── Trecho do texto ──

Para se garantir um consumo adequado de nutrientes e energia, promovendo a manutenção da integridade intestinal do leitão desmamado e, por conseqüência, reduzindo as chances de ocorrência de diarréia, é imprescindível que sejam tomadas as seguintes medidas:
  • Utilização de ingredientes de excelente qualidade (alta digestibilidade, alta densidade em nutrientes, sem micotoxinas e outros compostos nocivos);
  • Formulação balanceada das dietas visando especialmente a alta densidade em nutrientes, redução dos níveis de proteína bruta, e cálcio e adequada suplementação com vitaminas e minerais;
  • Utilização de um programa de uso de antimicrobianos que seja efetivo para promover o crescimento e auxiliar na prevenção de problemas sanitários.

───
── Os dados ──

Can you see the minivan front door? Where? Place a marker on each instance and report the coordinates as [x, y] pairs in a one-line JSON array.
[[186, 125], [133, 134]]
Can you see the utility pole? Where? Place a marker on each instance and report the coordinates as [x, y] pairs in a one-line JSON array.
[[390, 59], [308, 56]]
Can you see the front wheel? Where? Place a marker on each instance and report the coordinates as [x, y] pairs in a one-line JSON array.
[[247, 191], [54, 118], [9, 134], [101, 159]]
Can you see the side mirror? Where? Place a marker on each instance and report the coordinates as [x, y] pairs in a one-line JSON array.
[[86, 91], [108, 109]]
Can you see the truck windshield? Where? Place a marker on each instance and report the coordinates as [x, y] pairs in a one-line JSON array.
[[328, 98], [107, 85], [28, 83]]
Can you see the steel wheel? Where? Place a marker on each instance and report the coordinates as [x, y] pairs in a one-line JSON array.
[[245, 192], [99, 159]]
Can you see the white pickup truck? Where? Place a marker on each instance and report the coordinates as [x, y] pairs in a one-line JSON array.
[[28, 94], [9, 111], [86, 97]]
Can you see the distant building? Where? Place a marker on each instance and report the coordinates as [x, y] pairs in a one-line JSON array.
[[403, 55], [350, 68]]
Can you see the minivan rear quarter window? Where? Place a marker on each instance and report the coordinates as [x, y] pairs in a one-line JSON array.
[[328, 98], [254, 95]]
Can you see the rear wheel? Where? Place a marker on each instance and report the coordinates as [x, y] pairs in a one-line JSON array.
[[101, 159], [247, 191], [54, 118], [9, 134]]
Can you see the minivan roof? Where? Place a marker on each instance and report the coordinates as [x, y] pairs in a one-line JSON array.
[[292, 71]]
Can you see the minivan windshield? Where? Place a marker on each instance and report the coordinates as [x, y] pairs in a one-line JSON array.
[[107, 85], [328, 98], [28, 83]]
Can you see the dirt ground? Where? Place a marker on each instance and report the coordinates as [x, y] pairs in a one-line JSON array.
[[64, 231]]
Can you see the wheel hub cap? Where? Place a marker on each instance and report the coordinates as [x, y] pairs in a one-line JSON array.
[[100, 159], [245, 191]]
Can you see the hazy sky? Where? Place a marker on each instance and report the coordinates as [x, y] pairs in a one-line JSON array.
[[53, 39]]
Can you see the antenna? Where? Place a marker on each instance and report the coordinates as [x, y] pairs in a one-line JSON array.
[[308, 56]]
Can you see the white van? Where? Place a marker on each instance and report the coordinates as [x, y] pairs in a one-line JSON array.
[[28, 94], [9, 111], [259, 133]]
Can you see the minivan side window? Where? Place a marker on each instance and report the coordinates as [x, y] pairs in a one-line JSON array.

───

## Tarefa proposta A
Reproduza o texto sobre a alimentação do leitão desmamado desde "Para se garantir" até "de problemas sanitários.", incluindo este último trecho.
## Tarefa proposta B
Dê continuidade ao texto sobre a alimentação do leitão desmamado a partir do ponto em que ele termina.

## Resultado A
Para se garantir um consumo adequado de nutrientes e energia, promovendo a manutenção da integridade intestinal do leitão desmamado e, por conseqüência, reduzindo as chances de ocorrência de diarréia, é imprescindível que sejam tomadas as seguintes medidas:
  • Utilização de ingredientes de excelente qualidade (alta digestibilidade, alta densidade em nutrientes, sem micotoxinas e outros compostos nocivos);
  • Formulação balanceada das dietas visando especialmente a alta densidade em nutrientes, redução dos níveis de proteína bruta, e cálcio e adequada suplementação com vitaminas e minerais;
  • Utilização de um programa de uso de antimicrobianos que seja efetivo para promover o crescimento e auxiliar na prevenção de problemas sanitários.

## Resultado B
Para manutenção da qualidade nutricional das dietas dos leitões é imprescindível o controle laboratorial e a redução da variabilidade na composição química das partidas de um mesmo ingrediente. Essa variabilidade demanda seleção de fornecedores e vigilância constante, através das análises químicas, físicas e biológicas, uma vez que podem acarretar prejuízos para a saúde intestinal e perdas econômicas importantes. Uma técnica conhecida há anos, mas ainda pouco utilizada, é a microscopia dos alimentos. Através da observação dos ingredientes com o uso de uma simples lupa, ou mesmo de um microscópio, podem-se verificar contaminações, adulterações, qualidade do processamento e estimar a composição química do ingrediente. Através da microscopia, pode-se facilmente verificar o grau de uniformidade das partículas que compõem os ingredientes, que certamente afetam a digestibilidade dos ingredientes. Nas Figuras 1 e 2 são apresentados detalhes microscópicos de duas farinhas de peixe, sendo uma de alta qualidade (Figura 1 – farinha de peixe A) e outra de pior qualidade (Figura 2 – farinha de peixe B). Nesta última, é possível observar a maior quantidade de escamas, que pioram a digestibilidade e o valor biológico do ingrediente.
Figura 1. Fotografia da farinha de peixe A (alta qualidade).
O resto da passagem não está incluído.